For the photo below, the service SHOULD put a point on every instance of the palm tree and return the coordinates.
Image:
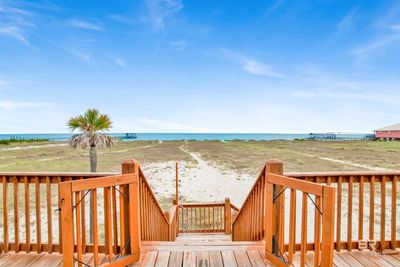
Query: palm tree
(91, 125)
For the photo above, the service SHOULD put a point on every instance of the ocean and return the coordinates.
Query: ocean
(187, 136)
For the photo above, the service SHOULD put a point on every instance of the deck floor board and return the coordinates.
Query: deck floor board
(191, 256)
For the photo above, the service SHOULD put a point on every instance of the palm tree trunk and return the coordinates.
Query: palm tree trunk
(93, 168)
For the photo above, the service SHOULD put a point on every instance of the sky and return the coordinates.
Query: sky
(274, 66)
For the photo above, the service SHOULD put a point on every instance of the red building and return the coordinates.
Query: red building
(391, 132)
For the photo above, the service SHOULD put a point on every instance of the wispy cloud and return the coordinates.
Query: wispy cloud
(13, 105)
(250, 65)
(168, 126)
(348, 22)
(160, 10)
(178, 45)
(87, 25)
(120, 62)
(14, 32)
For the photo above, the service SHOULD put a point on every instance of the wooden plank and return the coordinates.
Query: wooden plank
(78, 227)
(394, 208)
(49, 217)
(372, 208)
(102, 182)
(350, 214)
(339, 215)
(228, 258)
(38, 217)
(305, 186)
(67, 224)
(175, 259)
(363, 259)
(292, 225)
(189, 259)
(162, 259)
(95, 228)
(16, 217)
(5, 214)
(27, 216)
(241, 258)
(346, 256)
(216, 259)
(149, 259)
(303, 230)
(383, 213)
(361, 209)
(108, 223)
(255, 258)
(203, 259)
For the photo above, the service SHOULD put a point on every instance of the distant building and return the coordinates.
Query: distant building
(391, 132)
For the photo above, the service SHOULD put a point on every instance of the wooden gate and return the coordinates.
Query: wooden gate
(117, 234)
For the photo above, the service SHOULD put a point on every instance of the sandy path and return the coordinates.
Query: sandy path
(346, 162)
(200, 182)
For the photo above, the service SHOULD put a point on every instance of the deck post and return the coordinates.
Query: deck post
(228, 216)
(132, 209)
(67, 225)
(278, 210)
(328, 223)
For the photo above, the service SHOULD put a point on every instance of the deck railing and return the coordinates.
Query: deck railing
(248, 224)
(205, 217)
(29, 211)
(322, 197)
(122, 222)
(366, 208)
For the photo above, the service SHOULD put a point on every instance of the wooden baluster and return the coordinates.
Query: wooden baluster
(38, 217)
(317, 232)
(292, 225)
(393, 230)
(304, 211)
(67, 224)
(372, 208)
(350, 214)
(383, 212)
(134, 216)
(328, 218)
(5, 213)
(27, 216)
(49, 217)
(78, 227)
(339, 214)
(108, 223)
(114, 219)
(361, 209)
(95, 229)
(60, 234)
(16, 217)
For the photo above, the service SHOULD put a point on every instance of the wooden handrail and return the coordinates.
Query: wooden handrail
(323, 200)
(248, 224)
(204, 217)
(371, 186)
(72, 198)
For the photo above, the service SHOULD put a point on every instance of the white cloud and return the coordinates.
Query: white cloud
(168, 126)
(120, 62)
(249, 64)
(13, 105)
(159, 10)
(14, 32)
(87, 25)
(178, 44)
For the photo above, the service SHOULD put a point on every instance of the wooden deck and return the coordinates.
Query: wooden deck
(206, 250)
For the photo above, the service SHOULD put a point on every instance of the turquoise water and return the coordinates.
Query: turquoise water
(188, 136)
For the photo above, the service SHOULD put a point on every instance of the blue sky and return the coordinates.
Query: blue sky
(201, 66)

## [YOUR INSTRUCTIONS]
Write out exactly the lines from the one with "Query: wooden gate" through the end of the records above, both ends included, and leave out all other lines.

## [WORKED SOLUTION]
Query: wooden gate
(117, 234)
For the photo above, the service SHOULD put a point on every instance of the sandy path and return the coordinates.
Query: sandy path
(346, 162)
(200, 182)
For the photo above, the service SHOULD put a point on every instance of the deck post and return the coordinates.
Query: deck post
(228, 216)
(132, 209)
(67, 225)
(278, 210)
(328, 223)
For the photo above, the service SHOULD put a point on every instance of the deck railing and return the coordinates.
Query: deck railing
(248, 224)
(205, 217)
(29, 211)
(322, 197)
(122, 222)
(366, 208)
For the photo above, the service SHOULD put a point on every instance of the wooden baluster and return the coordinates.
Query: wooden baluster
(38, 217)
(317, 232)
(292, 225)
(393, 230)
(304, 211)
(67, 224)
(372, 208)
(350, 214)
(383, 212)
(134, 216)
(328, 218)
(5, 213)
(27, 216)
(49, 217)
(78, 227)
(339, 214)
(108, 223)
(114, 219)
(361, 209)
(95, 229)
(60, 234)
(16, 217)
For the photo above, the service SHOULD put a point on every instance of the wooden handrail and return the coordinates.
Query: wooden handrail
(323, 200)
(248, 224)
(204, 217)
(371, 186)
(72, 198)
For the photo above, the service SHOULD put a point on every instance of the white cloud and return the coordinates.
Query: white cloud
(168, 126)
(120, 62)
(249, 64)
(13, 105)
(159, 10)
(14, 32)
(87, 25)
(178, 44)
For the photo above, the service SHOULD put a point on every instance of the wooden deck and return the coordinates.
Query: wooden deck
(206, 250)
For the photo above, the service SHOULD put a point on every instance of the turquoise water and return the coordinates.
Query: turquoise water
(188, 136)
For the photo above, the service SHOULD put a point on every instance of the blue sky and return the coordinates.
Query: blue sky
(201, 66)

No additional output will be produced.